-- Given entries start --

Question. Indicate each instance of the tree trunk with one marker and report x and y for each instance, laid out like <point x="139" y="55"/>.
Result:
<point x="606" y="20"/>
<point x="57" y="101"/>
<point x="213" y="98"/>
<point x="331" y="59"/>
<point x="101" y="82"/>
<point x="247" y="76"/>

-- Given entries end --

Problem statement:
Put each nonblank line of the material above into a Markdown table with two columns, Row and Material line, and number the rows in order.

Full output:
| Row | Material line |
|---|---|
| 1 | Question. Indicate each instance of the tree trunk with one marker and report x and y for each instance, laid out like <point x="139" y="55"/>. |
| 2 | Result: |
| 3 | <point x="606" y="20"/> |
| 4 | <point x="57" y="101"/> |
| 5 | <point x="213" y="98"/> |
| 6 | <point x="331" y="59"/> |
| 7 | <point x="101" y="82"/> |
| 8 | <point x="247" y="76"/> |